- ESTRATTO DELLA FONTE:
Un Leone d’oro che dà voce agli emarginati
C’erano tanti film buoni, di grande respiro, nella selezione di Venezia77 messa a punto dal direttore artistico Alberto Barbera.
Come non pensare a quelle storie di denuncia, tese a ricostruire la memoria di episodi di un passato più o meno recente come lo struggente “Quo vadis, Aida?” di Jasmila Žbanić, sul massacro di Srebrenica del 1995, l’intenso “Dear Comrades!” di Andrei Konchalovsky, sulla repressione degli operai nella Russia del 1962. Ancora, frammenti di presente segnati da perdite e distacchi come nell’intimistico “Pieces of a Woman” di Kornél Mundruczó (la protagonista Vanessa Kirby non a caso ha ottenuto la Coppa Volpi per la miglior interpretazione) o il poetico “Le sorelle Macaluso” di Emma Dante, una famiglia ferita ma mai capace di dividersi o di abbandonarsi; un amore viscerale e resiliente, raccontato con grande energia.
Insomma, tanti titoli validi, validissimi, ma “Nomadland” si è distaccato all’ultimo momento da tutti, colpendo tra mente e cuore con una narrazione nel segno dell’impegno civile e della poesia dell’umano.
Il film diretto da una quasi quarantenne, Chloé Zhao, possiede uno sguardo profondamente maturo, un’idea di cinema chiara, che richiama i cantori degli ultimi, delle periferie, come sono Ken Loach, i fratelli Dardenne oppure Clint Eastwood, mettendoci inoltre pennellate di sentimento. La parabola di Fern, che Frances McDormand tratteggia in maniera più che credibile, sagomandola con vigore e delicatezza, è quella di una donna graffiata e scartata dalla vita che tuttavia non si arrende. Povera tra poveri, Fern prova a risalire la china e a incamminarsi sulla strada del domani; una strada abitata da tanti come lei, che rivelano sì affanno ma anche profonda dignità, umiltà e senso di solidarietà.

- SFIDE:
A - Secondo l'estratto, a chi è andata la Coppa Volpi per la miglior interpretazione?
B - Riporta alla lettera il passo dell'estratto che comincia con le parole “Insomma, tanti titoli” e si chiude dopo “della poesia dell’umano.”.
Le righe riportate di seguito sono materiale a sé, distinto dall'estratto.

- DATI FORNITI:

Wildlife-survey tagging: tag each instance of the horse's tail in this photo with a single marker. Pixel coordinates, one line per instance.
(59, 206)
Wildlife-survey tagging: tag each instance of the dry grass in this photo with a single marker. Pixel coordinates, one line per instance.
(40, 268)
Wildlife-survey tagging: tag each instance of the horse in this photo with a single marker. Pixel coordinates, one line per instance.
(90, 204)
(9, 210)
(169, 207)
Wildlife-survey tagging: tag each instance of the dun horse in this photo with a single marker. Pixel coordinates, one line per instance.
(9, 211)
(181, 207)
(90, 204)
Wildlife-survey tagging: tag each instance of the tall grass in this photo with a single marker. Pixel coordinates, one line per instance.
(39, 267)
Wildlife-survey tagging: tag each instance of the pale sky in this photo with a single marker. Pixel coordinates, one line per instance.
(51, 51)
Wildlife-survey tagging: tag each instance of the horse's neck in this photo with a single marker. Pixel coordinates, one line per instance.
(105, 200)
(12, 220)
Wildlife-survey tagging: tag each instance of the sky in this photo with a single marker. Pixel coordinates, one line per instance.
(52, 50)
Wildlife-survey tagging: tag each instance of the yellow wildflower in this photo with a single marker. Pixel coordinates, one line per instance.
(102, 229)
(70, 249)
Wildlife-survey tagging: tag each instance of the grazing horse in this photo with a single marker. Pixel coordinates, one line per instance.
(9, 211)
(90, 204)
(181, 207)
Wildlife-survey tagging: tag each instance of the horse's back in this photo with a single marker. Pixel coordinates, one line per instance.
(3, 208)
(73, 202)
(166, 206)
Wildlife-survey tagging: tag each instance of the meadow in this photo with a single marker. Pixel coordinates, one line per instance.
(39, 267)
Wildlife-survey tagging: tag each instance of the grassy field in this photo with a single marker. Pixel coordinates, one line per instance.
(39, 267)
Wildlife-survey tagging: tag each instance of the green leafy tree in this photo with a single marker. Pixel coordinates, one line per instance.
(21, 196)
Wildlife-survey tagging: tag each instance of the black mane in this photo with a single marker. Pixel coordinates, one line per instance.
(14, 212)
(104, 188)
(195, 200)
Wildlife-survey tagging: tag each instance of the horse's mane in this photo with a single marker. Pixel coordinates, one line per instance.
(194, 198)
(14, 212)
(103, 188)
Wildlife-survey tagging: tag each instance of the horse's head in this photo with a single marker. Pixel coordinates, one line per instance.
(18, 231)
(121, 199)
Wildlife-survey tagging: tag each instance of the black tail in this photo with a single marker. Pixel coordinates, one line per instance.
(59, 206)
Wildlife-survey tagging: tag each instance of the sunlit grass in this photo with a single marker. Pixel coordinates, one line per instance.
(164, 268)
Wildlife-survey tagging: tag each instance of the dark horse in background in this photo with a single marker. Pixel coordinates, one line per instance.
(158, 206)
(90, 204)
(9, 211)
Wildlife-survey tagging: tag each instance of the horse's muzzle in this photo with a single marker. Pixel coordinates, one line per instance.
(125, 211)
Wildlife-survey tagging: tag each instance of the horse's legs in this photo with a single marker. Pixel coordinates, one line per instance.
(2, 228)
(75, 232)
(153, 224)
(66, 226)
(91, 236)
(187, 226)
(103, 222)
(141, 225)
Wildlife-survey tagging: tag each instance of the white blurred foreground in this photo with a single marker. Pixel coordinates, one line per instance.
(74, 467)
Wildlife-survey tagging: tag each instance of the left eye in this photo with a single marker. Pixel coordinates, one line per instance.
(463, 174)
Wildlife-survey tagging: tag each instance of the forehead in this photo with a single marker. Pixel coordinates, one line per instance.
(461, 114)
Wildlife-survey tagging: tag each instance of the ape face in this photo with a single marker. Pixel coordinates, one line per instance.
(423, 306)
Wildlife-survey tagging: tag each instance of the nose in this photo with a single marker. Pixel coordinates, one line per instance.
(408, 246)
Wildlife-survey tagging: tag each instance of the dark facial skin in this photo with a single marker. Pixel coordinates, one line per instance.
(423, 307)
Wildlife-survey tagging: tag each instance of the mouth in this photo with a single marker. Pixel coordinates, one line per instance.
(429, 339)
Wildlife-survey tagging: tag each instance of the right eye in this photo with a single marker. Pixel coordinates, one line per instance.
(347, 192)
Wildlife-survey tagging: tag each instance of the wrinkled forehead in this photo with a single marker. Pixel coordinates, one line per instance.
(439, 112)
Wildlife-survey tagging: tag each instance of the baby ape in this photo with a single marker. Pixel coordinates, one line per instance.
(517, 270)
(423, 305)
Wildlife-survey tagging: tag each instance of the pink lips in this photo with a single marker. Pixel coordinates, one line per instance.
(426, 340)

- ELENCO RISPOSTE:
A - A Vanessa Kirby, protagonista di “Pieces of a Woman”.

B -
Insomma, tanti titoli validi, validissimi, ma “Nomadland” si è distaccato all’ultimo momento da tutti, colpendo tra mente e cuore con una narrazione nel segno dell’impegno civile e della poesia dell’umano.